Reputation: 111
I am making a script to print some labels and need to import a excell file with ID numbers and DOBs. The DOBs are already formatted correctly in the spreadsheet, but when I import it to a dataframe it converts it to date time and adds a time stamp.
Spreadsheet input
IDS DOB
1 10/21/18
then the following code
df = pd.read_excel(file,sheetname = "Sheet1",dtype=str )
Gives this DataFrame output
IDS DOB
1 2018-10-21 00:00:00
Even though I told it to import as a string.
Some rows don't have DOBs or have notes so when I try to use an apply function like
df['DOB'] = df['DOB'].apply(lambda x: dt.datetime.strptime(x,'%D%M%Y'))
I get
ValueError: unconverted data remains: -10-10 00:00:00
when I try
df['DOB'] = pd.to_datetime(df['DOB'],format="%m/%d/%Y")
It still outputs as
2018-10-21 00:00:00
Upvotes: 1
Views: 1060
Reputation: 142641
If you have all dates as strings then you could convert to datetime and format it to string again
df['DOB'] = pd.to_datetime(df['DOB']).dt.strftime('%m/%d/%y')
Minimal working example
import pandas as pd
df = pd.DataFrame({
'IDS': [1],
'DOB': ['2018-10-21 00:00:00'],
})
print(df)
df['DOB'] = pd.to_datetime(df['DOB']).dt.strftime('%m/%d/%y')
print(df)
If there are other strings then you may need function which use try/except
to catch error when you try to convert these values and return original string.
import pandas as pd
df = pd.DataFrame({
'IDS': [1, 2],
'DOB': ['2018-10-21 00:00:00', 'Hello World'],
})
print('\n--- before ---\n')
print(df)
def convert(value):
try:
return pd.to_datetime(value).strftime('%m/%d/%y')
except Exception as ex:
print(ex)
return value
df['DOB'] = df['DOB'].apply(convert)
print('\n--- after ---\n')
print(df)
Result:
--- before ---
IDS DOB
0 1 2018-10-21 00:00:00
1 2 Hello World
('Unknown string format:', 'Hello World')
--- after ---
IDS DOB
0 1 10/21/18
1 2 Hello World
BTW: I don't have Excel file for test but maybe if you use this convert()
with parse_dates
in read_excel
then it convert it when you read file.
Upvotes: 1

Material:
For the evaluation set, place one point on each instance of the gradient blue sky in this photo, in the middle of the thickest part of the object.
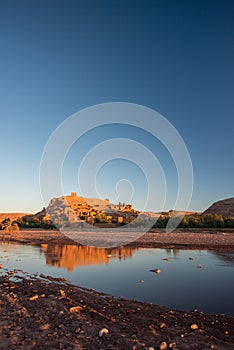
(58, 57)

Direction: Can you reproduce, word for word, the part of the thread on importing Excel dates that opens with the words containing "return value" and closes with "format:', 'Hello World')"? The material has no connection to the thread on importing Excel dates.

Worked solution:
return value
df['DOB'] = df['DOB'].apply(convert)
print('\n--- after ---\n')
print(df)
Result:
--- before ---
IDS DOB
0 1 2018-10-21 00:00:00
1 2 Hello World
('Unknown string format:', 'Hello World')